Directive
Please retype the lines below word for word, leaving the pictures out of your copy.

(Point placement records)
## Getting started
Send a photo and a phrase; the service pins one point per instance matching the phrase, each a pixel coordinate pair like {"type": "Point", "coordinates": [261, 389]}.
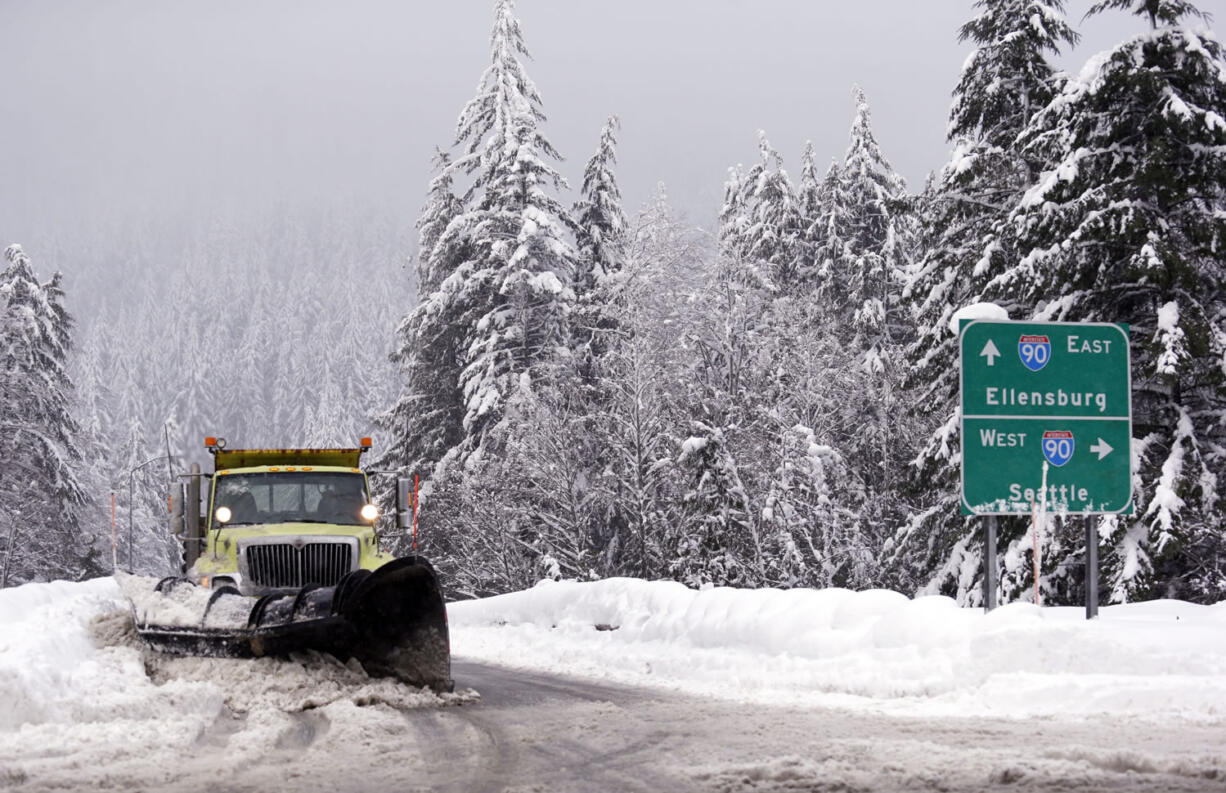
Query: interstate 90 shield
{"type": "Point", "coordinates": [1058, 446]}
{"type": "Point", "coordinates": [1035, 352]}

Answer for the task
## Getting started
Send a photo and a phrase; the service pins one point per instance matching the phrase, each a pixel coordinate pair like {"type": "Point", "coordinates": [261, 389]}.
Query: interstate 90 shield
{"type": "Point", "coordinates": [1058, 446]}
{"type": "Point", "coordinates": [1035, 352]}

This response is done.